- [CONSEGNA A]
Riassumi la fonte in due frasi.
- [CONSEGNA B]
Scrivi il seguito del testo sul lago di Molveno, ripartendo subito dopo la citazione finale.

- [FONTE]
- - -

Nella sua introduzione L’inversione dello sguardo. Per una rappresentazione territoriale del paese Italia, il curatore Antonio De Rossi cerca di mostrare come fenomeno, possibilità di visione, e al tempo stesso prospettiva del volume, una immagine molto forte. È quella del lago di Molveno, svuotato per manutenzione, e il conseguente definirsi di un paesaggio estraneo, inquietante rispetto all’immagine attuale, al turismo, all’abitudine consueta dello sguardo. Uno spazio altro che nel tempo diventa per gli abitanti uno spazio possibile, il lago svuotato viene visitato, viene ripensato nella storia lunga (è un bacino artificiale), è oggetto di nuova confidenza.

«Nella sua valenza metonimica, la vicenda di Molveno ci racconta di modelli e di sicurezze costruite dalla modernità – e considerate come un dato di sfondo fisso e immutabile – che vengono meno, obbligando a rimettere in discussione e in circolo ciò che era dato per morto, residuale, abbandonato per sempre» (ivi: 4).

- - -

- [RECORD GREZZI]
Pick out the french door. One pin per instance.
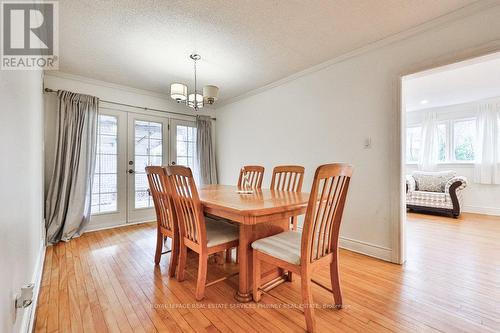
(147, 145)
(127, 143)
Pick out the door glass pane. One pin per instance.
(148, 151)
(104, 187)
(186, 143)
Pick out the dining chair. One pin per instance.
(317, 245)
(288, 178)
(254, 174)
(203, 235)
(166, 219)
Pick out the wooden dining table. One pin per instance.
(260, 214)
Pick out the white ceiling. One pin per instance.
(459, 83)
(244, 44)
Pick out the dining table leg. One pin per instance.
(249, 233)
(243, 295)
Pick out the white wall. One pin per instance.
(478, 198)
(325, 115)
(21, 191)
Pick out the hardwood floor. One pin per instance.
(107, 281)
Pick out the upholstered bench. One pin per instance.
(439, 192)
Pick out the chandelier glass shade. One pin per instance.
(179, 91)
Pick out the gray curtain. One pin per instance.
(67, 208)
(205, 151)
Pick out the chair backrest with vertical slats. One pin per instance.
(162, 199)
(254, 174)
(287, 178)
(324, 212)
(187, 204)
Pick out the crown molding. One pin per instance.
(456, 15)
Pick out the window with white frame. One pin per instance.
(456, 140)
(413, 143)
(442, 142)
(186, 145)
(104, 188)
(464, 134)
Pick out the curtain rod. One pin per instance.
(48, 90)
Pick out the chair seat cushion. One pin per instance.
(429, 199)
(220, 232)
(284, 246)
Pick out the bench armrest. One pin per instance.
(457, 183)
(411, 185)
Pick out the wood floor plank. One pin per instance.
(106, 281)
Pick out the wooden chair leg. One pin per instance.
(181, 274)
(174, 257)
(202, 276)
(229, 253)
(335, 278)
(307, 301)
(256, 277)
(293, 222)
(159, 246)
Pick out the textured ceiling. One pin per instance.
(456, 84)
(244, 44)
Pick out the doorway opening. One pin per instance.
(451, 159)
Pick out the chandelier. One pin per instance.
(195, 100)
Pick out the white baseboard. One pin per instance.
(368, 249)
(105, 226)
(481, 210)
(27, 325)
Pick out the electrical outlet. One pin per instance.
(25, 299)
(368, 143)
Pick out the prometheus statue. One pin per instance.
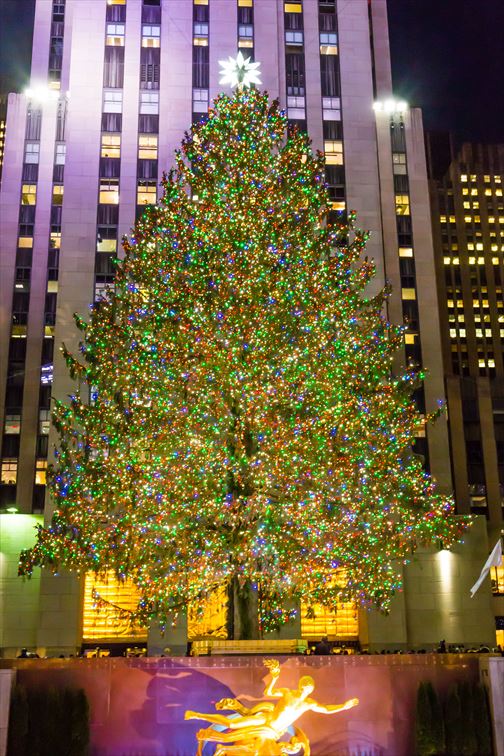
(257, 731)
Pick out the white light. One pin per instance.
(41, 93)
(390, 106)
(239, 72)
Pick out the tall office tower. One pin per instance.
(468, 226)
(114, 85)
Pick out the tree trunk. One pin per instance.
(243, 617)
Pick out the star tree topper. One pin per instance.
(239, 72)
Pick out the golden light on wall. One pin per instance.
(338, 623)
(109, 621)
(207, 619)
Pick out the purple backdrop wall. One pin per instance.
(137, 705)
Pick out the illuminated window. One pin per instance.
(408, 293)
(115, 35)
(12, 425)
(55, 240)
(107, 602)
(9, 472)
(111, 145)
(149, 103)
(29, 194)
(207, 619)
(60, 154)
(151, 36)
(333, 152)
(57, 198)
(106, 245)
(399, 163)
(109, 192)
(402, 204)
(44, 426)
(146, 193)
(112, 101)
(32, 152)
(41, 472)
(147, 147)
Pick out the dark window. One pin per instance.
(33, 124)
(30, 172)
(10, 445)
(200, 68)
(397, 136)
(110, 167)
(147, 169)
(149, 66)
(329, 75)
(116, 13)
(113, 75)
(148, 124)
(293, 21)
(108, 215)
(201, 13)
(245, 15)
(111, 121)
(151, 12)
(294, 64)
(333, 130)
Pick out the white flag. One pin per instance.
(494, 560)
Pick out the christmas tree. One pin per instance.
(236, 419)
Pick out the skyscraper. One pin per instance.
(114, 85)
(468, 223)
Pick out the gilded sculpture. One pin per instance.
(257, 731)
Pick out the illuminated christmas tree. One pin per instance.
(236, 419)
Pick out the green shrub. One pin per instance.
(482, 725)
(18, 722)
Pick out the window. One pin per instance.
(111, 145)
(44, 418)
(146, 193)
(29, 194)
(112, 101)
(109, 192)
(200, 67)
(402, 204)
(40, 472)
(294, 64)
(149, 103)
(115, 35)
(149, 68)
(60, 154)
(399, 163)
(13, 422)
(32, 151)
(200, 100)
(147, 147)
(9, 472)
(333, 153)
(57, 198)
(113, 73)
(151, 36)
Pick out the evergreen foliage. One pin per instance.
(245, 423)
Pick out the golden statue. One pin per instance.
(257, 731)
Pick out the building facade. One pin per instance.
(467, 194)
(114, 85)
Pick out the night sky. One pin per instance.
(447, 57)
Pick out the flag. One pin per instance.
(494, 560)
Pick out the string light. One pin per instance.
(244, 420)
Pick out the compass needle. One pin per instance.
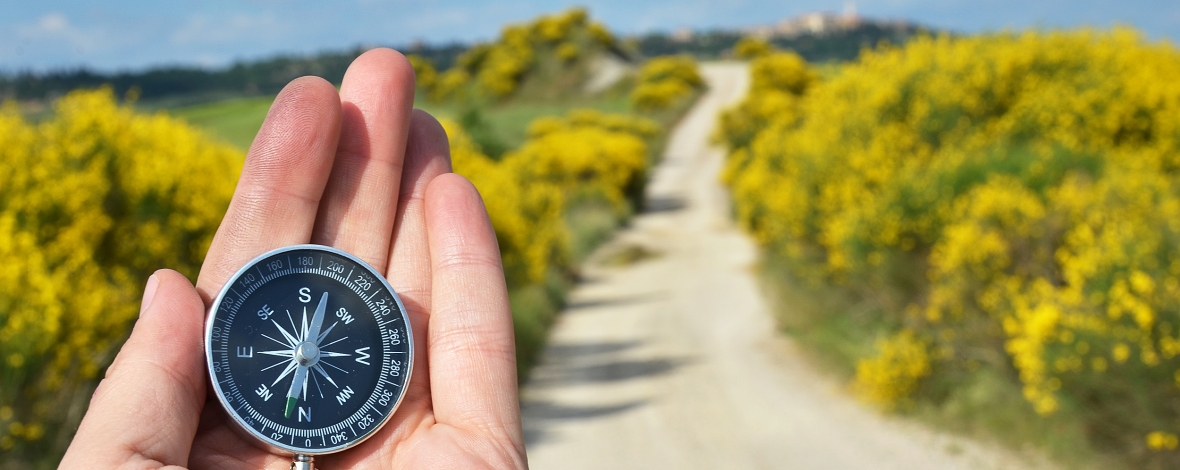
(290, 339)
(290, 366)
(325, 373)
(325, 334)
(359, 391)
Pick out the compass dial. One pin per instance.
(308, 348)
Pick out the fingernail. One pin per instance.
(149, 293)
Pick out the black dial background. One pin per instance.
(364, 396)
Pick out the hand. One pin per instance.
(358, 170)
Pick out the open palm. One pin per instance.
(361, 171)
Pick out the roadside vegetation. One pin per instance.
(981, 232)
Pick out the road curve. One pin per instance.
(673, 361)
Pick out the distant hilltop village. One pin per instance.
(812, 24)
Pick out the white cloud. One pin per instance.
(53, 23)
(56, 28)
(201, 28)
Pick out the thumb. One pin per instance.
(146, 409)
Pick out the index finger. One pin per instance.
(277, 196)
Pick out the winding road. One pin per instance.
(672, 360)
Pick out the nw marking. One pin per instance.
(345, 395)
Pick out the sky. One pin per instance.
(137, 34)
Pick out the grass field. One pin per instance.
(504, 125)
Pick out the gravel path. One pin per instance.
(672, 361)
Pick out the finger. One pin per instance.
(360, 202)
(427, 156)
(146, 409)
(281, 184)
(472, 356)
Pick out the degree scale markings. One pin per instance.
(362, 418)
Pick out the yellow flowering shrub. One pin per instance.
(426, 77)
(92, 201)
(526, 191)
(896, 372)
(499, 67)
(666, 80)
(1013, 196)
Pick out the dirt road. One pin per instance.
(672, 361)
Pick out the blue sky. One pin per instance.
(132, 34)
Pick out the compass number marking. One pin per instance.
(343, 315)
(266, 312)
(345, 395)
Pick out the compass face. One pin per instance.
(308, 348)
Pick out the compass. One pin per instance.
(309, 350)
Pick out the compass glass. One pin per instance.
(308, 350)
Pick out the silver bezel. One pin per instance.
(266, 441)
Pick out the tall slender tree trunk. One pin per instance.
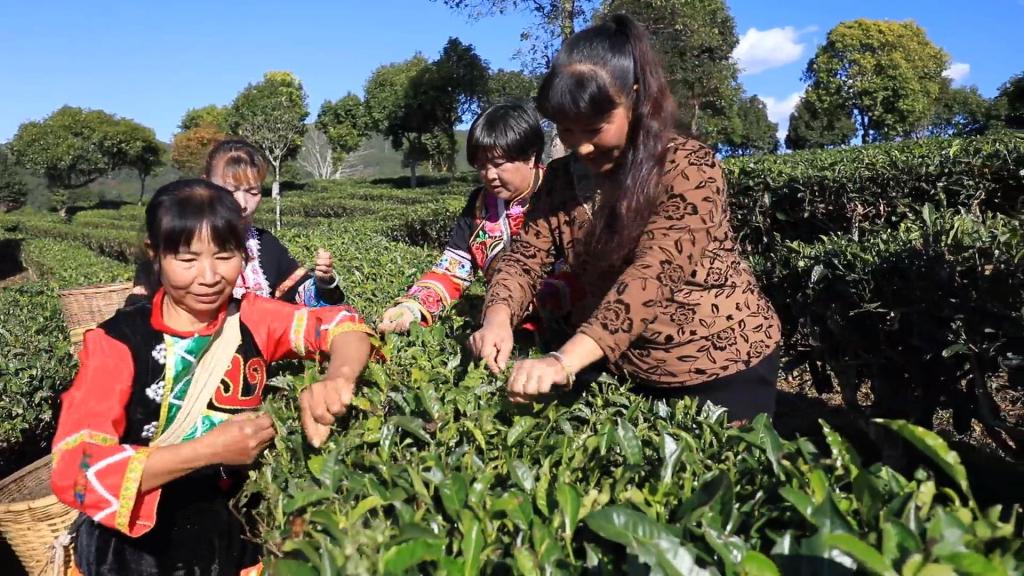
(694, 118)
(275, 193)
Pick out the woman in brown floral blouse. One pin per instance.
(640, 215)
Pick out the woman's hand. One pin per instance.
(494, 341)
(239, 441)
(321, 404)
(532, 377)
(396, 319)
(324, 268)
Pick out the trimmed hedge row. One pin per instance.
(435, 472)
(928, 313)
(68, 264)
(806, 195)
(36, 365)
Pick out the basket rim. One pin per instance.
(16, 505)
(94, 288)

- - -

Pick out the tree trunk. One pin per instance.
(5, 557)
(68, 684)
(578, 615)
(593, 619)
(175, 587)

- - -

- [SOLUZIONE A]
Nell'introduzione al volume, il curatore Antonio De Rossi propone l'immagine del lago di Molveno, svuotato per manutenzione, che rivela un paesaggio estraneo e inquietante, poi visitato, ripensato e diventato per gli abitanti oggetto di nuova confidenza. Secondo il testo, questa vicenda mostra che modelli e sicurezze costruiti dalla modernità vengono meno, costringendo a rimettere in discussione ciò che era considerato morto, residuale o abbandonato.

- [SOLUZIONE B]
È il simbolo della possibilità di ‘invertire lo sguardo’ dalle città alle zone interne, dal mare ai piccoli paesi di montagna o di campagna in crisi.  Sono temi di cui mi sono occupato spesso in assenza di questi contesti progettuali. Il lavoro di ricerca che ho fatto sul tema della ‘Smemoratezza del moderno’ [3] che ha riguardato Manifatture tabacchi e Ospedali psichiatrici, aveva lo stesso segno. Così era anche tempo prima, con meno antropologia e più ‘folklore’ il mio tentativo di definire la prospettiva del mio campo di studi come ‘Il cannocchiale sulle retrovie’ [4]. Ma la cicatrice riguarda soprattutto la memoria di due amici più grandi di me, che mi hanno insegnato a invertire lo sguardo, anche se, forse, in loro era più forte ancora il senso della perdita, la polemica col mondo attuale e con le conoscenze ufficiali di questo mondo, più che non la consapevolezza della possibilità del recupero, del riuso, della salvaguardia. Ma allora era così anche per me. Parlo di due persone incontrate ad Ozzano Taro negli anni ’90. Una era Ettore Guatelli, che aveva creato nella casa colonica della famiglia uno dei musei più originali che ci sia in Europa sulla cultura materiale contadina.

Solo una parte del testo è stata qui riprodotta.